**Region annotation entries:**
--- begin ---
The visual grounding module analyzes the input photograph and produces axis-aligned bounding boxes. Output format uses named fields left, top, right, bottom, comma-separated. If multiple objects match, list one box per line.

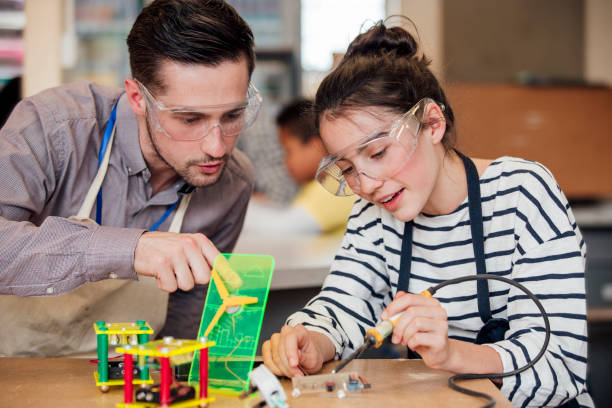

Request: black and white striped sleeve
left=287, top=200, right=392, bottom=358
left=489, top=163, right=590, bottom=407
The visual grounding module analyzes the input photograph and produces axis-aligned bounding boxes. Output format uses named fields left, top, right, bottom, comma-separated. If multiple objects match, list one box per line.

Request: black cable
left=427, top=273, right=550, bottom=408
--- end ---
**PROBLEM DESCRIPTION:**
Transcribe every item above word for word, leaving out the pictures.

**ANSWER FOR THE TASK:**
The visual grounding module analyzes the input photograph and produces axis-aligned bounding boxes. Output format uses named fields left, top, right, bottom, comma-separated. If multiple objects match, list one box per line.


Request: black and white striped sleeve
left=287, top=200, right=392, bottom=358
left=489, top=163, right=590, bottom=407
The visual grounding module analyzes the input photograph and produces axis-aligned bounding boxes. Output format uses named fields left, top, right, bottom, comma-separated. If multiple objects match, list one box per line.

Request: black cable
left=427, top=273, right=550, bottom=408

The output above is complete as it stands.